**Records for this exercise**:
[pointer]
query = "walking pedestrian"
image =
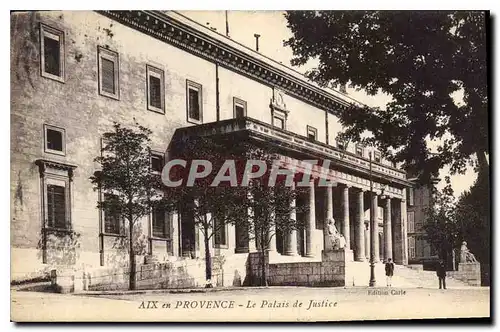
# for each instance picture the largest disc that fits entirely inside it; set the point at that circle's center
(389, 272)
(441, 273)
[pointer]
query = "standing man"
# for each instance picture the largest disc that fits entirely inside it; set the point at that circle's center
(441, 273)
(389, 271)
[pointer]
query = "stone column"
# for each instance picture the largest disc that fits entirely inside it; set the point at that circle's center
(387, 230)
(291, 238)
(374, 231)
(367, 241)
(329, 214)
(345, 222)
(360, 228)
(311, 221)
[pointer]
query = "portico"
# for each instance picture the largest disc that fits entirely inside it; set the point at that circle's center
(346, 198)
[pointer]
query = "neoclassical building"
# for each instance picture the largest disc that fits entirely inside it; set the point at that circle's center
(75, 73)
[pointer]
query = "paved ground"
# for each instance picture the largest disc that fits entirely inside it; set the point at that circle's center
(277, 303)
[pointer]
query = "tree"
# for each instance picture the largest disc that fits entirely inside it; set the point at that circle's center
(421, 59)
(473, 214)
(126, 176)
(210, 207)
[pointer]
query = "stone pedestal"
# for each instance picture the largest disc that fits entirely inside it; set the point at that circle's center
(339, 255)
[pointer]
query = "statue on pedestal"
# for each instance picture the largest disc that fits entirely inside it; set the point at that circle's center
(465, 255)
(337, 240)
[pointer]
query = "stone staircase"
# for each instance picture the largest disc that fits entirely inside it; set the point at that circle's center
(358, 274)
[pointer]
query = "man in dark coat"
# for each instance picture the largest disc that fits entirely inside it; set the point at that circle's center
(389, 271)
(441, 273)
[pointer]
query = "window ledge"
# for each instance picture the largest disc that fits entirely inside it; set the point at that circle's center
(156, 110)
(160, 238)
(194, 121)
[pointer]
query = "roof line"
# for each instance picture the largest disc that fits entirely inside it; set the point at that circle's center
(326, 89)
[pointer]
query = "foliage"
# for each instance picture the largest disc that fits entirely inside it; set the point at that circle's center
(473, 214)
(269, 207)
(420, 59)
(126, 175)
(467, 219)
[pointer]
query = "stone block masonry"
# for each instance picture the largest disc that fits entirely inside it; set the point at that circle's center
(325, 273)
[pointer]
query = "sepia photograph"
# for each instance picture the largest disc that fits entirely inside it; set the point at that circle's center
(250, 166)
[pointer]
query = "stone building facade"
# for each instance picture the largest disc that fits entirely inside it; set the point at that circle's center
(75, 73)
(419, 200)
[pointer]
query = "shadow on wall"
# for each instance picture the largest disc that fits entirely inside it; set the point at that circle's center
(25, 38)
(58, 247)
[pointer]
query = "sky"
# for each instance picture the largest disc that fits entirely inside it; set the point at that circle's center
(273, 30)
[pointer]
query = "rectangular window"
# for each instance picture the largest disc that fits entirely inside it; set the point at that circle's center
(160, 225)
(419, 247)
(341, 145)
(411, 196)
(112, 218)
(220, 238)
(155, 88)
(108, 73)
(411, 221)
(54, 140)
(312, 133)
(359, 150)
(194, 102)
(56, 206)
(411, 247)
(52, 53)
(239, 108)
(157, 161)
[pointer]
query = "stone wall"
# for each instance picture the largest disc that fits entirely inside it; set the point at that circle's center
(324, 273)
(469, 273)
(182, 273)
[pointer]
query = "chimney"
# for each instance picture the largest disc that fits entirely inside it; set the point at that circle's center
(256, 35)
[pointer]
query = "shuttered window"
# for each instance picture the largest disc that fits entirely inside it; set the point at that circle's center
(108, 73)
(411, 221)
(155, 91)
(112, 218)
(52, 53)
(194, 104)
(52, 56)
(56, 206)
(108, 76)
(411, 247)
(239, 108)
(160, 228)
(54, 140)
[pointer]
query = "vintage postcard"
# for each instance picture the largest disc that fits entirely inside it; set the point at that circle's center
(249, 166)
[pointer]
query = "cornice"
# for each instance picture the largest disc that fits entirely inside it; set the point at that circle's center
(165, 28)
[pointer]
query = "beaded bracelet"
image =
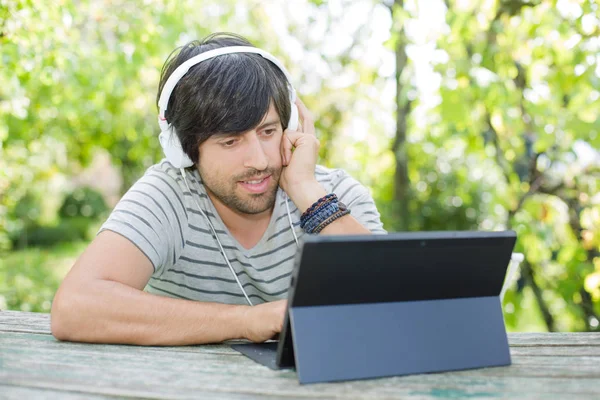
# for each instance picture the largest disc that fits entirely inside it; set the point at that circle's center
(322, 209)
(320, 216)
(329, 220)
(317, 205)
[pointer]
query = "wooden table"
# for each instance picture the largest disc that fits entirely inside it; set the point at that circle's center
(35, 365)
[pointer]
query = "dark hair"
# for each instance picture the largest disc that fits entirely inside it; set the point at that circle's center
(226, 94)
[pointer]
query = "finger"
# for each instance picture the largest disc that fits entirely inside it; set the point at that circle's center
(308, 123)
(287, 142)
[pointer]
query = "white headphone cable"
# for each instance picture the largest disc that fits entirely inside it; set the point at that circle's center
(216, 238)
(182, 170)
(287, 206)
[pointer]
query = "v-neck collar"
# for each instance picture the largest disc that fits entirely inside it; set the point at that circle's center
(247, 252)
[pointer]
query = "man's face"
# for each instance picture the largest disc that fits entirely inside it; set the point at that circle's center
(242, 171)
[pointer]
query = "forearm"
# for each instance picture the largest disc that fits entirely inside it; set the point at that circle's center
(111, 312)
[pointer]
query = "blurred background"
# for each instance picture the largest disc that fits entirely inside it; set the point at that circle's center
(458, 114)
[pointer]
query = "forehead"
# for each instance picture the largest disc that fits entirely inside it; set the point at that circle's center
(270, 118)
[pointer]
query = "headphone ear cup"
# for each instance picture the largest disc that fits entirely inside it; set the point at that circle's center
(172, 149)
(293, 122)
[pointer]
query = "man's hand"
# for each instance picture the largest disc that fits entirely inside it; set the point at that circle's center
(298, 175)
(264, 321)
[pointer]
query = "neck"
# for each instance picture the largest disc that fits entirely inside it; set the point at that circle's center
(247, 229)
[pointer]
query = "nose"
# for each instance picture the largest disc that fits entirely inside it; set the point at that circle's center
(256, 157)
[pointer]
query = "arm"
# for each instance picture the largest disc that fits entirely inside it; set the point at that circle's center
(298, 176)
(102, 300)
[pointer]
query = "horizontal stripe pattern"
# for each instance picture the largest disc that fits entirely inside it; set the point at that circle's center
(160, 216)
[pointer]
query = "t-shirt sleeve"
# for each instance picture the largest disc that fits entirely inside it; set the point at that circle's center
(152, 215)
(359, 200)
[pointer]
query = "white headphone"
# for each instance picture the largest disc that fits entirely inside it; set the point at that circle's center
(171, 145)
(169, 140)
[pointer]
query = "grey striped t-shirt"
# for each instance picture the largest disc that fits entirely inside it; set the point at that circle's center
(160, 217)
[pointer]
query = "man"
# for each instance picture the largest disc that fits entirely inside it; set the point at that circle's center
(156, 274)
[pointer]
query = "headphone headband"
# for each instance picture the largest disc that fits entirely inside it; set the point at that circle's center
(168, 137)
(169, 86)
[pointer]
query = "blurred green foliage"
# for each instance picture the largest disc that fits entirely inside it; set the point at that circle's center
(507, 137)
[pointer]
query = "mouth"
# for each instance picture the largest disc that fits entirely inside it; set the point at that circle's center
(256, 185)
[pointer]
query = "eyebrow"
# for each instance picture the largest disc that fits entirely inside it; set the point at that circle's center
(269, 123)
(218, 136)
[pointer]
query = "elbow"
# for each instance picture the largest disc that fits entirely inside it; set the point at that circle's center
(62, 316)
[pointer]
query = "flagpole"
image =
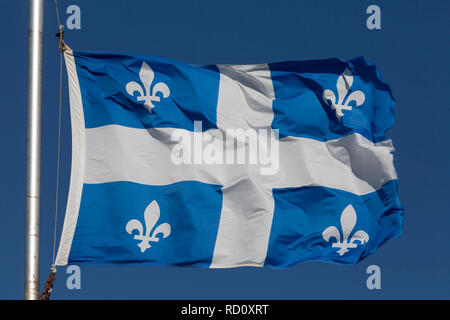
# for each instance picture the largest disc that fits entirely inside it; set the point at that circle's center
(35, 35)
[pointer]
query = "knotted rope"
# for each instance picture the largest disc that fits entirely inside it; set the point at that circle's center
(45, 295)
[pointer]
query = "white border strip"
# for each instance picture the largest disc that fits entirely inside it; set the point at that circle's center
(78, 161)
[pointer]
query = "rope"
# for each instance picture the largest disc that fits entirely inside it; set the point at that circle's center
(45, 295)
(48, 287)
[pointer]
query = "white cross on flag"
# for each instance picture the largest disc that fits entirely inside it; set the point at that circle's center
(227, 165)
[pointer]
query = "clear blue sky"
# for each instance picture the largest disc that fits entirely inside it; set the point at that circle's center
(411, 51)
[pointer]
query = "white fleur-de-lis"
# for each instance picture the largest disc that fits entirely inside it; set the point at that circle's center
(146, 93)
(151, 216)
(343, 84)
(348, 222)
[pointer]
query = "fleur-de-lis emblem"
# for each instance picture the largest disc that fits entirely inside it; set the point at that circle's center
(151, 216)
(348, 222)
(343, 85)
(146, 93)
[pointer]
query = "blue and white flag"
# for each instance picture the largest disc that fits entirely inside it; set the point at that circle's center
(227, 165)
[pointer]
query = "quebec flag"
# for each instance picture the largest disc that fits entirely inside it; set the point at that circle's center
(227, 165)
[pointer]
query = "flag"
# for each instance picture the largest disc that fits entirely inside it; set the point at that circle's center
(227, 165)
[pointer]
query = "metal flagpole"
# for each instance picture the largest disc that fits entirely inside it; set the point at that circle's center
(35, 35)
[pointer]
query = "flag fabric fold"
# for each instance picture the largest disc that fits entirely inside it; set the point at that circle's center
(227, 165)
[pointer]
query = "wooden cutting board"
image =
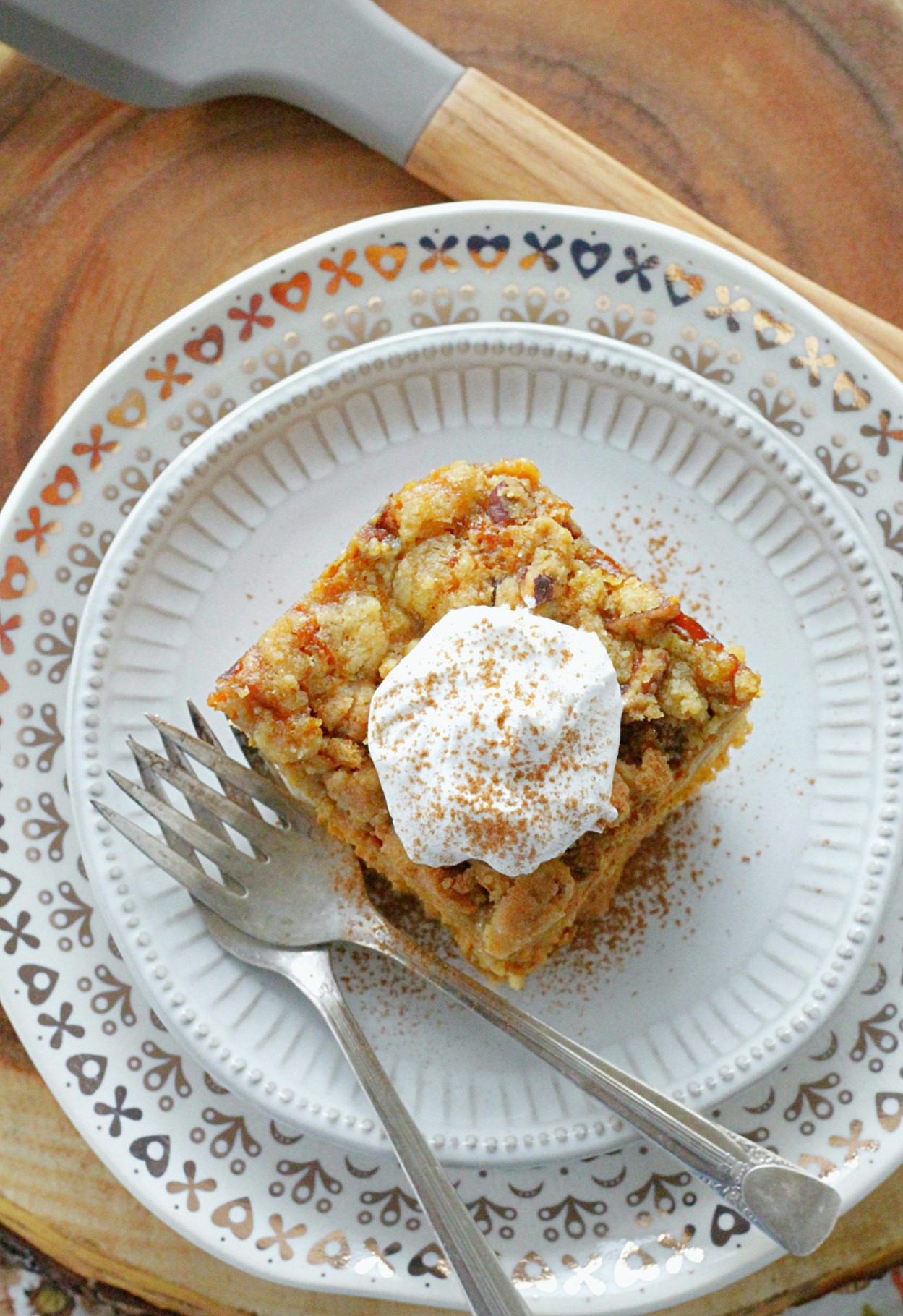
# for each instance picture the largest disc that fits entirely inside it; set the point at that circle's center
(781, 120)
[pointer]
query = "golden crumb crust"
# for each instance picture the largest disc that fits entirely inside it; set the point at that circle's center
(490, 536)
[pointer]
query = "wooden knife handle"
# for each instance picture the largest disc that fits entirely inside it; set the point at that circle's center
(486, 142)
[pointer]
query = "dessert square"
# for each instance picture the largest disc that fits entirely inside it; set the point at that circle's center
(489, 536)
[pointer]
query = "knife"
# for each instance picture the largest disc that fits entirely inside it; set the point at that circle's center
(351, 64)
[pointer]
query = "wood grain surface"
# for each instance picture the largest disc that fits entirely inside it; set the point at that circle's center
(781, 120)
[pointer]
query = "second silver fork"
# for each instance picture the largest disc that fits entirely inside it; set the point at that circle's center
(301, 889)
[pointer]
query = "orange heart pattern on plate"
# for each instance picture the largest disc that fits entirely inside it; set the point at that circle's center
(848, 395)
(294, 292)
(388, 261)
(131, 414)
(779, 329)
(694, 285)
(64, 490)
(17, 579)
(208, 348)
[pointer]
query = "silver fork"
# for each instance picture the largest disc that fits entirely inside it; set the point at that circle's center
(303, 890)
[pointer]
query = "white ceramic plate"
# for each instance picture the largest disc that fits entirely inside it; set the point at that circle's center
(628, 1231)
(258, 505)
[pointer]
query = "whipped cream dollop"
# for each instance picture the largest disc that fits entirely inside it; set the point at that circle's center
(495, 738)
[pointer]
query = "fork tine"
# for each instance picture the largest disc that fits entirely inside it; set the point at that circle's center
(223, 900)
(197, 792)
(260, 787)
(205, 733)
(152, 783)
(223, 853)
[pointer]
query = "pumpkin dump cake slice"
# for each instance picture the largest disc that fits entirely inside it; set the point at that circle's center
(490, 537)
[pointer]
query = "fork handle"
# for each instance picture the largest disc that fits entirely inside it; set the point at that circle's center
(790, 1206)
(489, 1290)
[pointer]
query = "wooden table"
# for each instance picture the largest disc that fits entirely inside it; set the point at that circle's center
(781, 120)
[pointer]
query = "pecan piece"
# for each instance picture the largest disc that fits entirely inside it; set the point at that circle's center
(643, 625)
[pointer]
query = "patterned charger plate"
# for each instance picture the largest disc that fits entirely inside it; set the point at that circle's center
(782, 840)
(630, 1224)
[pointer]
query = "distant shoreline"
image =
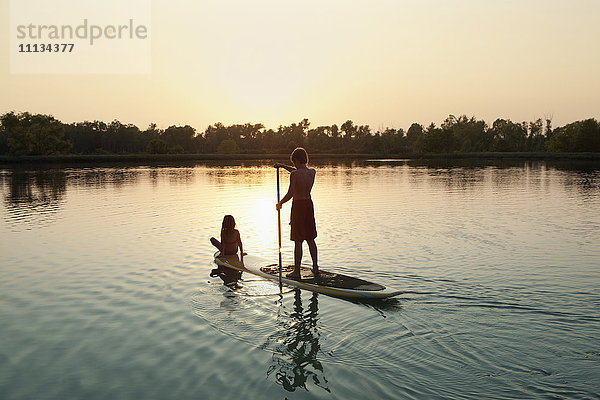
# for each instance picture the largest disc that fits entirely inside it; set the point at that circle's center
(139, 158)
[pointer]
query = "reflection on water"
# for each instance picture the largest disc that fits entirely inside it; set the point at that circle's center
(118, 258)
(296, 347)
(34, 197)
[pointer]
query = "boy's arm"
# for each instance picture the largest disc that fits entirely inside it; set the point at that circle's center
(288, 168)
(290, 192)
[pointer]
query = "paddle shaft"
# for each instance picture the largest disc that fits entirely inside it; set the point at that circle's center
(279, 231)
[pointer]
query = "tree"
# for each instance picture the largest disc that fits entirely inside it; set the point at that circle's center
(157, 146)
(35, 134)
(580, 136)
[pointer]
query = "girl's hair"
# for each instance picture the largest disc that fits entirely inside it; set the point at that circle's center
(228, 223)
(299, 155)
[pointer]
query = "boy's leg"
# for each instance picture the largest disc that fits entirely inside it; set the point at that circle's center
(297, 256)
(312, 247)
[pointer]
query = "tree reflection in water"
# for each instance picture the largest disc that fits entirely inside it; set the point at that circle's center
(33, 197)
(296, 346)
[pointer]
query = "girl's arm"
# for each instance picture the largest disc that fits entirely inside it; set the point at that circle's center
(241, 246)
(290, 192)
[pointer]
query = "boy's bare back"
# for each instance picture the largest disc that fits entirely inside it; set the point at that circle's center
(301, 182)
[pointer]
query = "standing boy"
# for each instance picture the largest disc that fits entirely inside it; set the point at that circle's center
(302, 220)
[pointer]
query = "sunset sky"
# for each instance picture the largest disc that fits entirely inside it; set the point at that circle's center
(385, 63)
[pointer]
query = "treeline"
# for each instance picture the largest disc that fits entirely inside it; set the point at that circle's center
(38, 134)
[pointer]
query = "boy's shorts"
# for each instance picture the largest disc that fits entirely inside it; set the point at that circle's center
(302, 220)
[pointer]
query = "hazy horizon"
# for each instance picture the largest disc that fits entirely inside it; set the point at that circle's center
(383, 64)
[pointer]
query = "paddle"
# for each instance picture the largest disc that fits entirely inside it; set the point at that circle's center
(279, 231)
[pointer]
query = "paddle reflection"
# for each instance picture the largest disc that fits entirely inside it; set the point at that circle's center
(296, 347)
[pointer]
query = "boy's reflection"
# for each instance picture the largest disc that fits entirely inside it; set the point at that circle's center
(296, 346)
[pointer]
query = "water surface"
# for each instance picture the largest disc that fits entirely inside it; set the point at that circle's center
(105, 289)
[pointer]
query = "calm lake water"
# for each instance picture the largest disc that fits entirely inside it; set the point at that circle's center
(105, 290)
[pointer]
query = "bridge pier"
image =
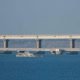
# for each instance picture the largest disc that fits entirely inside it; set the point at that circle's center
(72, 43)
(5, 43)
(38, 43)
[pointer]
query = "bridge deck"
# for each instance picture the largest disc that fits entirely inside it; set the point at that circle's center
(39, 36)
(38, 49)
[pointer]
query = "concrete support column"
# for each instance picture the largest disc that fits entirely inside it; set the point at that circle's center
(38, 43)
(5, 43)
(72, 43)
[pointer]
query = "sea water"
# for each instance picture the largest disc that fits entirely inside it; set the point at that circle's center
(51, 67)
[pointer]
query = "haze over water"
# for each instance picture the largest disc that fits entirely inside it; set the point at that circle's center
(51, 67)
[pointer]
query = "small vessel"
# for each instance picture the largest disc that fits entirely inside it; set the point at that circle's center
(25, 54)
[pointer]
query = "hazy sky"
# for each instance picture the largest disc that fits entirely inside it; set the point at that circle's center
(39, 16)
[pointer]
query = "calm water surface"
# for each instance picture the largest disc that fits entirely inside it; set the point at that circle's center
(62, 67)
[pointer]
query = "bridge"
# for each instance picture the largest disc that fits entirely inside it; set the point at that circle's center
(53, 43)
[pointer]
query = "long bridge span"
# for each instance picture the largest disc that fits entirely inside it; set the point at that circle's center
(53, 43)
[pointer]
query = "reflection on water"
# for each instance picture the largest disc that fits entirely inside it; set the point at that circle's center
(51, 67)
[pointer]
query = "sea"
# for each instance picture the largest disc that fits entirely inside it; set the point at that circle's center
(49, 67)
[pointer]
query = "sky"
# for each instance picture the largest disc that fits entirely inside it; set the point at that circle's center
(39, 16)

**Written instruction**:
Tally the lines in the items above that contain the string "window", where case counts, and give only the number.

**Complete response**:
3